### ТРЕБОВАНИЯ
A. Чем, согласно тексту о любви, является постижение любви?
B. Перепишите фрагмент текста о любви между словами «В любви человек» и «единстве нашего-с-ним со-бытия.» включительно, заменив «самоотвержение» на «самоотречение».

### ТЕКСТ ДЛЯ ЧТЕНИЯ
___
Любовь — это, пожалуй, самое странное слово во всем человеческом лексиконе. С одной стороны едва ли найдется другое до такой степени растиражированное слово, но с другой стороны именно оно труднее всего произносится всерьез, оно вызывает невольный трепет в каждой душе, хоть сколько-нибудь сохранившей целомудрие, то есть живую здоровую цельность и глубину. Любовь есть некая тайна, бесконечно дорогая каждой сколько-нибудь живой душе, и в то же время неисчислимы попытки уничтожить и выхолостить эту тайну. Говоря о любви, человек вступает в ту область, где любые слова неудачны, постижение любви есть осознание ее непостижимости, — это ясно для каждого всерьез мыслящего человека. И все-таки, надо исходить из того, что слова могут быть более или менее неудачны, и что наименее неудачные слова могут быть найдены. Не претендуя на невозможное, на то, чтобы раскрыть тайну любви, сделаем хотя бы то, что возможно: скажем то, что можно сказать о любви как о проявлении соборности.
В любви человек отвергается себя, отдает себя другому, жертвуя своей самостийностью, и в этой жертве — впервые обретает полноту себя, открывает для себя самого чудные, неисследимые глубины своей личности. Он живет любимым предметом, он дышит им, он им чувствует и действует. Собственно говоря, любовь есть преодоление предметности предмета и преодоление собственной ограниченности через самоотвержение. «Преодоление предметности» в данном случае не означает распредмечивания опредмеченного, раскрытие сокрытого, когда сам предмет выступает как нечто устраняемое усилием духа. Любовь есть преодоление предметности в ином смысле, она есть утверждение бытия сущего уже не в качестве предмета, переживание его уже не в качестве пред-метной пред-ставленности объекта моей субъектности, а в живом единстве нашего-с-ним со-бытия.
___
(Записи из набора данных для разметки)
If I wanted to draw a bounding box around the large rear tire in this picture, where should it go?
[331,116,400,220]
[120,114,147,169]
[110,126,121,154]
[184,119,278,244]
___
### ГОТОВЫЕ ОТВЕТЫ
A. Постижение любви есть осознание ее непостижимости.

B.
В любви человек отвергается себя, отдает себя другому, жертвуя своей самостийностью, и в этой жертве — впервые обретает полноту себя, открывает для себя самого чудные, неисследимые глубины своей личности. Он живет любимым предметом, он дышит им, он им чувствует и действует. Собственно говоря, любовь есть преодоление предметности предмета и преодоление собственной ограниченности через самоотречение. «Преодоление предметности» в данном случае не означает распредмечивания опредмеченного, раскрытие сокрытого, когда сам предмет выступает как нечто устраняемое усилием духа. Любовь есть преодоление предметности в ином смысле, она есть утверждение бытия сущего уже не в качестве предмета, переживание его уже не в качестве пред-метной пред-ставленности объекта моей субъектности, а в живом единстве нашего-с-ним со-бытия.